- **AIM OF THE TASK**: Which lines in the items below contain the word "white"? Pull out each of those lines and copy it in full.

- **RECORD SET**:
============

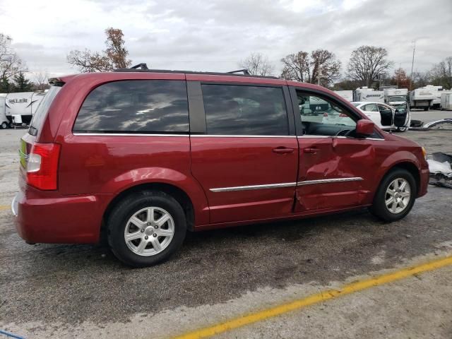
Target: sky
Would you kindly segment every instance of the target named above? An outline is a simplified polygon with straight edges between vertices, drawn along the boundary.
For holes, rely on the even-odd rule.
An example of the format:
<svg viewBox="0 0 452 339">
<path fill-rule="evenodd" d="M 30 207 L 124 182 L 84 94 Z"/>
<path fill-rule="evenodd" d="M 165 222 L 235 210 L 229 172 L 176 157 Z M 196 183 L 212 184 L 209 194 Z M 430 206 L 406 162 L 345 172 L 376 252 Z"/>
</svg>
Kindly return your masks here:
<svg viewBox="0 0 452 339">
<path fill-rule="evenodd" d="M 321 48 L 345 73 L 369 44 L 409 74 L 413 40 L 415 71 L 452 56 L 452 0 L 0 0 L 0 32 L 30 72 L 77 73 L 67 54 L 103 49 L 108 27 L 123 30 L 133 64 L 153 69 L 227 71 L 260 52 L 279 75 L 282 57 Z"/>
</svg>

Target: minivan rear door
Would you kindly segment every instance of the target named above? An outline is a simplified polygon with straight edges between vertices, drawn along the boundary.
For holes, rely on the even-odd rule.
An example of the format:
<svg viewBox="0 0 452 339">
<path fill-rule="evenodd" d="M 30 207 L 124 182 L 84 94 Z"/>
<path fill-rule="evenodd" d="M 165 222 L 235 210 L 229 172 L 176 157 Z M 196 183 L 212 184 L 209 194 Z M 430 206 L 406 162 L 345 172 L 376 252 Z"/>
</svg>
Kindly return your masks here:
<svg viewBox="0 0 452 339">
<path fill-rule="evenodd" d="M 290 214 L 298 143 L 287 87 L 186 76 L 191 172 L 206 192 L 210 223 Z"/>
</svg>

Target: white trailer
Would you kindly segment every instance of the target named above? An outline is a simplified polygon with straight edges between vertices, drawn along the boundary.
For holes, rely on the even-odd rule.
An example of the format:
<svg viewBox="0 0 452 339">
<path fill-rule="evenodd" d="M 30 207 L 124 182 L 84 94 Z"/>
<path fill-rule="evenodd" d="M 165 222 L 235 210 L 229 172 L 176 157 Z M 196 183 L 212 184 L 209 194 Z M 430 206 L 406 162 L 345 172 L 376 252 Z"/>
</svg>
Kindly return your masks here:
<svg viewBox="0 0 452 339">
<path fill-rule="evenodd" d="M 429 89 L 432 93 L 436 97 L 435 99 L 432 101 L 430 107 L 432 108 L 438 109 L 441 106 L 441 95 L 443 93 L 443 86 L 435 86 L 433 85 L 427 85 L 424 88 Z"/>
<path fill-rule="evenodd" d="M 6 95 L 5 115 L 13 125 L 30 124 L 40 102 L 45 95 L 43 93 L 21 92 Z"/>
<path fill-rule="evenodd" d="M 384 102 L 384 92 L 375 90 L 374 88 L 362 87 L 356 89 L 356 99 L 353 101 L 369 101 L 373 102 Z"/>
<path fill-rule="evenodd" d="M 408 88 L 385 88 L 384 102 L 390 106 L 398 106 L 407 102 Z"/>
<path fill-rule="evenodd" d="M 441 95 L 441 110 L 452 110 L 452 92 L 443 92 Z"/>
<path fill-rule="evenodd" d="M 353 91 L 352 90 L 335 90 L 335 93 L 338 95 L 343 97 L 349 102 L 353 101 Z"/>
<path fill-rule="evenodd" d="M 425 87 L 410 92 L 410 108 L 422 108 L 428 111 L 432 106 L 432 102 L 436 99 L 433 92 L 432 88 Z"/>
<path fill-rule="evenodd" d="M 10 126 L 9 120 L 6 117 L 5 100 L 6 99 L 6 93 L 0 93 L 0 127 L 2 129 L 7 129 Z"/>
</svg>

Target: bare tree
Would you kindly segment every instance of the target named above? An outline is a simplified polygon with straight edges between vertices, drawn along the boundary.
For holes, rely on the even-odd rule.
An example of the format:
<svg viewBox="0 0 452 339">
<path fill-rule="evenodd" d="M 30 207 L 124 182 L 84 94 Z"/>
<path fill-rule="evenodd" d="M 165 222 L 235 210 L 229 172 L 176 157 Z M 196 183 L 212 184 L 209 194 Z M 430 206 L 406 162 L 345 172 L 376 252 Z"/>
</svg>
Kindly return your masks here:
<svg viewBox="0 0 452 339">
<path fill-rule="evenodd" d="M 287 80 L 328 86 L 340 76 L 340 61 L 326 49 L 316 49 L 309 54 L 300 51 L 281 59 L 280 77 Z"/>
<path fill-rule="evenodd" d="M 26 72 L 27 66 L 11 47 L 13 40 L 0 33 L 0 79 L 8 82 L 20 72 Z"/>
<path fill-rule="evenodd" d="M 81 72 L 102 72 L 124 69 L 131 64 L 127 59 L 129 52 L 126 49 L 121 30 L 112 28 L 105 30 L 107 49 L 101 52 L 73 50 L 67 56 L 67 60 Z"/>
<path fill-rule="evenodd" d="M 363 85 L 371 87 L 384 76 L 393 63 L 388 61 L 388 51 L 383 47 L 361 46 L 352 52 L 347 68 L 347 76 Z"/>
<path fill-rule="evenodd" d="M 452 56 L 448 56 L 436 64 L 430 71 L 430 75 L 434 85 L 452 88 Z"/>
<path fill-rule="evenodd" d="M 50 87 L 47 72 L 40 71 L 35 73 L 33 81 L 35 90 L 44 90 Z"/>
<path fill-rule="evenodd" d="M 390 83 L 391 85 L 396 85 L 400 88 L 410 88 L 410 78 L 407 76 L 405 69 L 401 67 L 394 71 L 394 74 L 390 79 Z"/>
<path fill-rule="evenodd" d="M 307 52 L 300 51 L 287 55 L 281 59 L 281 62 L 283 65 L 281 78 L 302 83 L 311 82 L 309 56 Z"/>
<path fill-rule="evenodd" d="M 241 60 L 238 66 L 246 69 L 253 76 L 271 76 L 275 69 L 268 58 L 261 53 L 251 53 Z"/>
</svg>

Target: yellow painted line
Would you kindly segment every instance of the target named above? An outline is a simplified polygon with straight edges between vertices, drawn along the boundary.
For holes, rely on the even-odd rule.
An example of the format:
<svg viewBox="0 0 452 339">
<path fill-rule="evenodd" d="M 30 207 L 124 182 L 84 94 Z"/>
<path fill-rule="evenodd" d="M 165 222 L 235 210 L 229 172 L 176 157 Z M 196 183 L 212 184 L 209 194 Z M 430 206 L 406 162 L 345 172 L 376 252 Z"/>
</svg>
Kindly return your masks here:
<svg viewBox="0 0 452 339">
<path fill-rule="evenodd" d="M 307 306 L 314 305 L 338 297 L 362 291 L 363 290 L 367 290 L 374 286 L 379 286 L 381 285 L 387 284 L 388 282 L 400 280 L 400 279 L 411 277 L 415 274 L 436 270 L 441 267 L 450 265 L 452 265 L 452 256 L 434 260 L 422 265 L 403 268 L 393 273 L 383 274 L 374 278 L 352 282 L 344 285 L 338 290 L 325 290 L 320 293 L 310 295 L 306 298 L 299 299 L 286 304 L 282 304 L 255 313 L 245 314 L 242 316 L 232 319 L 217 325 L 196 330 L 192 332 L 188 332 L 182 335 L 175 337 L 175 339 L 199 339 L 201 338 L 210 337 L 211 335 L 222 333 L 246 325 L 249 325 L 258 321 L 262 321 L 270 318 L 280 316 L 281 314 L 300 309 Z"/>
</svg>

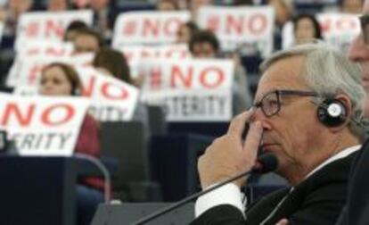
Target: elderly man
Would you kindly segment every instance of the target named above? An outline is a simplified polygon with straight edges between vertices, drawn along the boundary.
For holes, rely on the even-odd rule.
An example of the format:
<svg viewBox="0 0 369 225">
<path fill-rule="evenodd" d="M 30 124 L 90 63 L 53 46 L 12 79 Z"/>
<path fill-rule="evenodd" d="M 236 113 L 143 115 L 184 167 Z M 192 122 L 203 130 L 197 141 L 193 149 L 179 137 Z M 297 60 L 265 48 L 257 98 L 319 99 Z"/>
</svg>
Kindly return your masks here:
<svg viewBox="0 0 369 225">
<path fill-rule="evenodd" d="M 362 85 L 369 94 L 369 0 L 364 3 L 363 16 L 360 17 L 361 34 L 354 39 L 348 50 L 351 60 L 361 64 Z M 369 117 L 369 97 L 365 104 L 365 117 Z M 353 164 L 347 204 L 337 224 L 369 224 L 369 140 L 366 140 L 360 155 Z"/>
<path fill-rule="evenodd" d="M 317 43 L 277 53 L 261 69 L 255 106 L 234 119 L 200 158 L 201 186 L 250 170 L 260 146 L 275 154 L 276 172 L 292 188 L 244 211 L 240 188 L 245 180 L 237 180 L 200 197 L 193 224 L 275 224 L 283 218 L 291 224 L 334 224 L 364 136 L 360 68 Z"/>
</svg>

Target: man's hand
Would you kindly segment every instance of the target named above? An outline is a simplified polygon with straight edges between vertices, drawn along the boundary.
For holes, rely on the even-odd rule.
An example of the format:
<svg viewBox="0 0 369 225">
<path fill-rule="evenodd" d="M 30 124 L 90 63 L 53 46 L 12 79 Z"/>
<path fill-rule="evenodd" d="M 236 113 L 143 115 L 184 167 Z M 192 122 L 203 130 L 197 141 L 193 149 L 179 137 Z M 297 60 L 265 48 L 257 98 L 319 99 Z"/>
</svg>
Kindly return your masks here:
<svg viewBox="0 0 369 225">
<path fill-rule="evenodd" d="M 202 188 L 224 181 L 238 173 L 251 170 L 255 163 L 263 128 L 259 121 L 252 122 L 242 143 L 242 132 L 246 122 L 254 112 L 247 111 L 236 116 L 229 125 L 226 135 L 215 139 L 198 162 Z M 234 183 L 241 187 L 244 179 Z"/>
<path fill-rule="evenodd" d="M 279 221 L 275 225 L 288 225 L 288 220 L 287 219 L 282 219 Z"/>
</svg>

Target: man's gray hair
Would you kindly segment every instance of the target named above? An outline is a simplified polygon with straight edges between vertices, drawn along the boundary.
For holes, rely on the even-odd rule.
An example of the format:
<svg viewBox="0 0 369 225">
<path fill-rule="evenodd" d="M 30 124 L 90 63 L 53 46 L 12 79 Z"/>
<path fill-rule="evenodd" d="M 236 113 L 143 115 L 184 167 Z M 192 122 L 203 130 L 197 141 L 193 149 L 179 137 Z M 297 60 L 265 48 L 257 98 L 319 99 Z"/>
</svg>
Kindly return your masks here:
<svg viewBox="0 0 369 225">
<path fill-rule="evenodd" d="M 365 130 L 358 122 L 363 120 L 365 92 L 361 86 L 360 65 L 332 46 L 315 42 L 274 54 L 261 63 L 260 71 L 264 72 L 275 62 L 291 56 L 305 57 L 301 75 L 308 87 L 320 96 L 332 98 L 339 94 L 348 96 L 352 103 L 348 126 L 355 135 L 363 138 Z"/>
</svg>

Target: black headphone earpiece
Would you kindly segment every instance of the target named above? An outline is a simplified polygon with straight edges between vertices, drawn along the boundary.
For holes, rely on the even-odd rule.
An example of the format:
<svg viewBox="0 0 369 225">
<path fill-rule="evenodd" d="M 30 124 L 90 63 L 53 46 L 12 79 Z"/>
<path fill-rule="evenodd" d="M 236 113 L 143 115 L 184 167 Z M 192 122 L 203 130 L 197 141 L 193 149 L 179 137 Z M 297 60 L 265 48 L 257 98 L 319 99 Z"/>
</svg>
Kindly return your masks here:
<svg viewBox="0 0 369 225">
<path fill-rule="evenodd" d="M 345 104 L 338 99 L 327 98 L 317 108 L 318 120 L 327 127 L 342 125 L 347 116 Z"/>
</svg>

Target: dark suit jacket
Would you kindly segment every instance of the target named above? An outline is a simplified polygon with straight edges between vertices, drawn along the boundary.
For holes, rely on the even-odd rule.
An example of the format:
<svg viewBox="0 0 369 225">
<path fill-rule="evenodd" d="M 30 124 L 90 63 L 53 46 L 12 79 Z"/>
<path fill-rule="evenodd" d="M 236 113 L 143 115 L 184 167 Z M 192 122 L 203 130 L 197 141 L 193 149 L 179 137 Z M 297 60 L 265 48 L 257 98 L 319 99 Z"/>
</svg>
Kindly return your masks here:
<svg viewBox="0 0 369 225">
<path fill-rule="evenodd" d="M 324 166 L 296 186 L 291 194 L 290 188 L 282 189 L 248 206 L 247 221 L 237 208 L 223 204 L 208 210 L 193 221 L 192 225 L 257 225 L 265 220 L 286 196 L 285 200 L 266 224 L 275 225 L 283 218 L 287 218 L 291 225 L 334 224 L 346 202 L 349 168 L 357 154 L 357 152 Z"/>
<path fill-rule="evenodd" d="M 369 224 L 369 139 L 352 163 L 348 196 L 337 225 Z"/>
</svg>

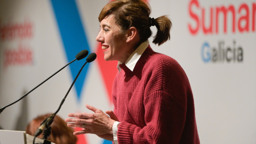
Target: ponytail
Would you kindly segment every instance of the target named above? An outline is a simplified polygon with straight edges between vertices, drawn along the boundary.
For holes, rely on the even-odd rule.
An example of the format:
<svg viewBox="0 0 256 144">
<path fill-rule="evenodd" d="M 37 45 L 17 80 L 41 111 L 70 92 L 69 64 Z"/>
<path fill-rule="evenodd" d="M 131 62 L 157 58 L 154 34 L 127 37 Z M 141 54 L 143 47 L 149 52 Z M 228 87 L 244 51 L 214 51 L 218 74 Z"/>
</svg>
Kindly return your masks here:
<svg viewBox="0 0 256 144">
<path fill-rule="evenodd" d="M 166 15 L 161 16 L 154 20 L 155 25 L 157 28 L 157 32 L 154 37 L 154 39 L 153 42 L 159 46 L 171 38 L 170 30 L 172 27 L 172 22 Z"/>
</svg>

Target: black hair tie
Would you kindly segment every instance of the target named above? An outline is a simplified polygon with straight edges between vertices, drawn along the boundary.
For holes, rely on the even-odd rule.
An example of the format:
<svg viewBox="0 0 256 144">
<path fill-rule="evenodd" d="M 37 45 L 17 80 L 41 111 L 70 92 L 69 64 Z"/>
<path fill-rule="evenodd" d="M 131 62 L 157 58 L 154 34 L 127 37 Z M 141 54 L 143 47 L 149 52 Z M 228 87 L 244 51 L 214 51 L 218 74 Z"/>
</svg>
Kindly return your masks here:
<svg viewBox="0 0 256 144">
<path fill-rule="evenodd" d="M 155 19 L 153 18 L 149 18 L 149 27 L 151 26 L 155 26 L 156 25 L 156 21 L 155 20 Z"/>
</svg>

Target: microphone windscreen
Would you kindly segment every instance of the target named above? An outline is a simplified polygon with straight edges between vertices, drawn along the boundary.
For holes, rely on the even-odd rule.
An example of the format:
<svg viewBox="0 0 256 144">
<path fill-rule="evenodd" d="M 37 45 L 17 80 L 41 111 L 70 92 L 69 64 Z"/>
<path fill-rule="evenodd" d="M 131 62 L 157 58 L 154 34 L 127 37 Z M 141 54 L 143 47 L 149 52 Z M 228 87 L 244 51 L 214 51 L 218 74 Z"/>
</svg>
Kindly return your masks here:
<svg viewBox="0 0 256 144">
<path fill-rule="evenodd" d="M 87 57 L 86 59 L 86 61 L 88 61 L 88 62 L 91 62 L 94 61 L 96 59 L 96 57 L 97 57 L 96 53 L 92 53 L 89 54 L 89 55 L 88 55 L 88 57 Z"/>
<path fill-rule="evenodd" d="M 88 51 L 86 50 L 84 50 L 81 51 L 76 55 L 76 58 L 77 60 L 79 60 L 83 59 L 83 58 L 85 58 L 87 55 L 88 55 Z"/>
</svg>

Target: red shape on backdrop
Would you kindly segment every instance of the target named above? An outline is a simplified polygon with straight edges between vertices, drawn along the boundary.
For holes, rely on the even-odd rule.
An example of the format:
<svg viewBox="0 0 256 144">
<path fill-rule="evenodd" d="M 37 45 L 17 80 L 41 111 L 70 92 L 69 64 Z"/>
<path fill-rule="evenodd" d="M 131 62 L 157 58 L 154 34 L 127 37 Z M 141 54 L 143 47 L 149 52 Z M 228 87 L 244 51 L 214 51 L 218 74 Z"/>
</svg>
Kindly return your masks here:
<svg viewBox="0 0 256 144">
<path fill-rule="evenodd" d="M 75 131 L 79 131 L 83 130 L 82 128 L 76 127 L 75 128 Z M 85 138 L 85 134 L 77 135 L 77 141 L 76 144 L 87 144 L 87 141 Z"/>
<path fill-rule="evenodd" d="M 96 53 L 97 54 L 97 61 L 99 63 L 99 67 L 108 92 L 109 103 L 111 104 L 112 99 L 111 95 L 112 93 L 112 85 L 115 76 L 117 71 L 117 68 L 116 68 L 117 61 L 105 61 L 104 59 L 104 54 L 103 53 L 101 45 L 100 43 L 99 43 L 98 45 Z"/>
</svg>

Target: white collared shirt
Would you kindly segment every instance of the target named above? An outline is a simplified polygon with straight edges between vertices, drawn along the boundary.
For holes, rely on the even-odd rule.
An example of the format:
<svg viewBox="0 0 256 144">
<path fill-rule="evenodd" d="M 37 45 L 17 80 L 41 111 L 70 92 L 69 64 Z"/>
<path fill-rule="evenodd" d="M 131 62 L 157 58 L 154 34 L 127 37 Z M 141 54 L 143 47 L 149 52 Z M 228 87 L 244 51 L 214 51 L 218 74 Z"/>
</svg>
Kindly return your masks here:
<svg viewBox="0 0 256 144">
<path fill-rule="evenodd" d="M 141 57 L 141 55 L 145 51 L 146 49 L 148 47 L 149 45 L 149 41 L 148 40 L 141 43 L 139 47 L 130 55 L 129 58 L 125 61 L 125 64 L 126 67 L 130 69 L 132 71 L 133 71 L 136 63 L 139 61 L 139 59 Z M 117 63 L 117 69 L 118 69 L 119 73 L 121 71 L 121 68 L 120 68 L 119 65 L 122 63 L 120 61 L 118 61 Z M 118 144 L 117 141 L 117 130 L 118 125 L 120 124 L 120 122 L 117 121 L 115 122 L 113 124 L 113 137 L 114 137 L 114 143 L 115 144 Z"/>
</svg>

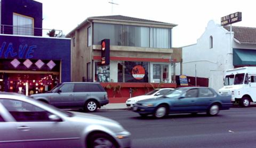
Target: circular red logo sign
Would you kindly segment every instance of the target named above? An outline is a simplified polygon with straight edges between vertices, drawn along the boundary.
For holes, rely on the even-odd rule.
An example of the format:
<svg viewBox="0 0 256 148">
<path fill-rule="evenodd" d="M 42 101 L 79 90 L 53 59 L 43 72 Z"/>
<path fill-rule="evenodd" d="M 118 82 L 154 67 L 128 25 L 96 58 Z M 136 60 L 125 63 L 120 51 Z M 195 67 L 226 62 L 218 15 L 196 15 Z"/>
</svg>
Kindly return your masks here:
<svg viewBox="0 0 256 148">
<path fill-rule="evenodd" d="M 141 80 L 145 76 L 145 69 L 141 65 L 135 66 L 132 70 L 132 74 L 136 80 Z"/>
<path fill-rule="evenodd" d="M 105 50 L 105 42 L 102 42 L 102 44 L 101 44 L 101 49 L 102 49 L 102 50 L 103 50 L 103 51 Z"/>
</svg>

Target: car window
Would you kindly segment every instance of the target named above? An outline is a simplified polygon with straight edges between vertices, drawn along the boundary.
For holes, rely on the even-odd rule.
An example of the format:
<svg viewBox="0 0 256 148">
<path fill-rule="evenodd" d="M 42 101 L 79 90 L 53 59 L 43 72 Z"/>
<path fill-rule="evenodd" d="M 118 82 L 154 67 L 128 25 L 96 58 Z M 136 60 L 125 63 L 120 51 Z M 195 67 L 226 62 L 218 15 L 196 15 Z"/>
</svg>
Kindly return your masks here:
<svg viewBox="0 0 256 148">
<path fill-rule="evenodd" d="M 77 83 L 75 84 L 74 92 L 89 92 L 89 87 L 87 84 Z"/>
<path fill-rule="evenodd" d="M 8 99 L 0 102 L 18 122 L 50 121 L 50 113 L 28 103 Z"/>
<path fill-rule="evenodd" d="M 188 90 L 185 93 L 185 98 L 196 98 L 197 96 L 197 89 L 193 89 Z"/>
<path fill-rule="evenodd" d="M 100 87 L 99 84 L 89 84 L 89 87 L 90 88 L 90 90 L 92 92 L 100 92 L 102 91 L 102 90 Z"/>
<path fill-rule="evenodd" d="M 62 93 L 71 93 L 73 92 L 74 84 L 65 84 L 59 89 Z"/>
<path fill-rule="evenodd" d="M 198 97 L 200 98 L 212 97 L 214 93 L 209 88 L 200 88 Z"/>
<path fill-rule="evenodd" d="M 0 122 L 4 122 L 4 120 L 3 119 L 3 117 L 2 117 L 2 116 L 0 115 Z"/>
<path fill-rule="evenodd" d="M 164 95 L 166 94 L 166 93 L 169 93 L 170 90 L 163 90 L 159 91 L 157 93 L 159 93 L 160 94 L 159 95 Z"/>
</svg>

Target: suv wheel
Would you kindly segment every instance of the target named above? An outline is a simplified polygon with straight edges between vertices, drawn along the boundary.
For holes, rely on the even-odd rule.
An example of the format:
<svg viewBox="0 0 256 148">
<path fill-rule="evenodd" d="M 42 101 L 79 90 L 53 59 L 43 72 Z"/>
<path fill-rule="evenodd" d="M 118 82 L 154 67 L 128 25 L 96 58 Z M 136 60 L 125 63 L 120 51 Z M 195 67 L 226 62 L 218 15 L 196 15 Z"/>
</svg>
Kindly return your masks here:
<svg viewBox="0 0 256 148">
<path fill-rule="evenodd" d="M 98 108 L 97 102 L 94 100 L 89 100 L 85 103 L 85 110 L 86 112 L 93 112 Z"/>
</svg>

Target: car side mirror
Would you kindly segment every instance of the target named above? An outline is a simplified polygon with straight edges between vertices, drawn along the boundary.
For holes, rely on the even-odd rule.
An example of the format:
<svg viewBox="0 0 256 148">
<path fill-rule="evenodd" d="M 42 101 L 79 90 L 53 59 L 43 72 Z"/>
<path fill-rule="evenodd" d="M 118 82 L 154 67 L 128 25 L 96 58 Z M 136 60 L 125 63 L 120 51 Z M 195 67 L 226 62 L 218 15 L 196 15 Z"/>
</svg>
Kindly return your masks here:
<svg viewBox="0 0 256 148">
<path fill-rule="evenodd" d="M 52 121 L 56 122 L 62 121 L 62 120 L 61 118 L 58 117 L 56 115 L 50 115 L 49 116 L 48 118 L 50 119 L 50 120 Z"/>
<path fill-rule="evenodd" d="M 62 92 L 62 90 L 59 90 L 57 91 L 57 93 L 61 93 L 61 92 Z"/>
</svg>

============

- **EXERCISE SOLUTION**:
Target: white trailer
Target: white collared shirt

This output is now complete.